* [INSTRUCTIONS TO FOLLOW]:
Pick out every line in the records below that contains the word "Give" and copy each of those lines.

Boundary labeling items:
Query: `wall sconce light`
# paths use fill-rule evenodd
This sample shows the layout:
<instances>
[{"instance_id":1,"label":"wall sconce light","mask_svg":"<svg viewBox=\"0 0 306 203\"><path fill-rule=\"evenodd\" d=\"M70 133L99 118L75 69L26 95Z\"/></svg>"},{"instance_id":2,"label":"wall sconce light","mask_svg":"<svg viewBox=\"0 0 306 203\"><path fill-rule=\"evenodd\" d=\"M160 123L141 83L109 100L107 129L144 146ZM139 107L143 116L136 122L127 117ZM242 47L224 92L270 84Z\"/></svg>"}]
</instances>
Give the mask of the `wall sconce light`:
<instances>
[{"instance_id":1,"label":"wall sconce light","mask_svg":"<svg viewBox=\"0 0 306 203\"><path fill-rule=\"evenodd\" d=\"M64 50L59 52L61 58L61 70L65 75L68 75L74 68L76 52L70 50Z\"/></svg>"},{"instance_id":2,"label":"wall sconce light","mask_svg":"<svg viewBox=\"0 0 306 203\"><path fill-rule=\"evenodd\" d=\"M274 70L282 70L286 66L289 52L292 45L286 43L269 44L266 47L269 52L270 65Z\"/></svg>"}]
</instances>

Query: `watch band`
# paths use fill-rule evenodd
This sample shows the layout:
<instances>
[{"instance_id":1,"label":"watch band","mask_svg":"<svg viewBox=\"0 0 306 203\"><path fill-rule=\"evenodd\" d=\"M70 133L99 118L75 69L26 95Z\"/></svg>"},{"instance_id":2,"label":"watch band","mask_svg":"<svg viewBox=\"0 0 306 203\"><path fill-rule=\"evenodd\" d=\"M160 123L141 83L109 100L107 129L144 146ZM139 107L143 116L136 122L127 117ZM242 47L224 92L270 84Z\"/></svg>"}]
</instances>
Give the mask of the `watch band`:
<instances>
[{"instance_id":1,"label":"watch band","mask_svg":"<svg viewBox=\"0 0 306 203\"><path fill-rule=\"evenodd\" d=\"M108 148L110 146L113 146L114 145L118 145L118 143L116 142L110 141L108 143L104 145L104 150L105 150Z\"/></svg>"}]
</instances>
--
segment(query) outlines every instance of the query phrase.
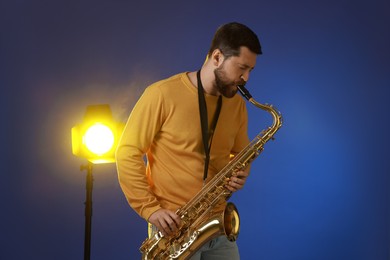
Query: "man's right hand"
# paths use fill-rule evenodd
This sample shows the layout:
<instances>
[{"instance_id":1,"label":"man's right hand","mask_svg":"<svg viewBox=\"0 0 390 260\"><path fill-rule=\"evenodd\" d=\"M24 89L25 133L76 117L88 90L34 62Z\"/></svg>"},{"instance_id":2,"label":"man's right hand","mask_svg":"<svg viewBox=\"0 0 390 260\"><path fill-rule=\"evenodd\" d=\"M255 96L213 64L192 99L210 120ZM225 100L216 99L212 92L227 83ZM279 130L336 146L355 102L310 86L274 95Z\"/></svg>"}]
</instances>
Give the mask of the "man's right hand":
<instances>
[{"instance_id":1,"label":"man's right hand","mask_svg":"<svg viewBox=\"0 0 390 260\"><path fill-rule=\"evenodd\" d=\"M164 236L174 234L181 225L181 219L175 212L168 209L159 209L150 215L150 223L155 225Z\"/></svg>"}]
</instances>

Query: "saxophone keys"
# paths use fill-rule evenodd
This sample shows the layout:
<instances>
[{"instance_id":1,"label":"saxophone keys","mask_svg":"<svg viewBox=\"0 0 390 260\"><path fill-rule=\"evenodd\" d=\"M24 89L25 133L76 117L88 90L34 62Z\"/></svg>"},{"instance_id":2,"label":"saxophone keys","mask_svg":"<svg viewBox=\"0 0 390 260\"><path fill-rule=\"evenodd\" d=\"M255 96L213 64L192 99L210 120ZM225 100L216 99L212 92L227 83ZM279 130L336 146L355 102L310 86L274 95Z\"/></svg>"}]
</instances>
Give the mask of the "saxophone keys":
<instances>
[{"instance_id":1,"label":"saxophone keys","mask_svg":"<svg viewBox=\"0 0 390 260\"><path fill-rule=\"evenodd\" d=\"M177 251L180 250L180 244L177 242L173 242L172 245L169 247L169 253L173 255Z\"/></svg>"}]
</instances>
* * *
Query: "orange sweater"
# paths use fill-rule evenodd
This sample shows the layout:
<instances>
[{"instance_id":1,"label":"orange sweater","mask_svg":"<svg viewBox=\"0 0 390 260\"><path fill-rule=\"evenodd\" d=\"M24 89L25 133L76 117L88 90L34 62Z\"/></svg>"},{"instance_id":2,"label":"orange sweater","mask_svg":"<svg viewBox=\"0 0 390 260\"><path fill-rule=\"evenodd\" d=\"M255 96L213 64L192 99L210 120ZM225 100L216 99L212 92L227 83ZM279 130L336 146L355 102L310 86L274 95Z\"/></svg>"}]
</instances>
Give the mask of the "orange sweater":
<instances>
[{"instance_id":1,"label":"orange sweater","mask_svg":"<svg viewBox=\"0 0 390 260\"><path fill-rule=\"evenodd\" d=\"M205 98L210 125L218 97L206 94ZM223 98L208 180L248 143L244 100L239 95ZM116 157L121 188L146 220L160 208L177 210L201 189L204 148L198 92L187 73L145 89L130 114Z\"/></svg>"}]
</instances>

* [RIGHT ANSWER]:
Give the mask of the `wall sconce light`:
Give the mask of the `watch band`:
Give the mask of the "man's right hand":
Give the mask of the "saxophone keys":
Give the mask of the "orange sweater":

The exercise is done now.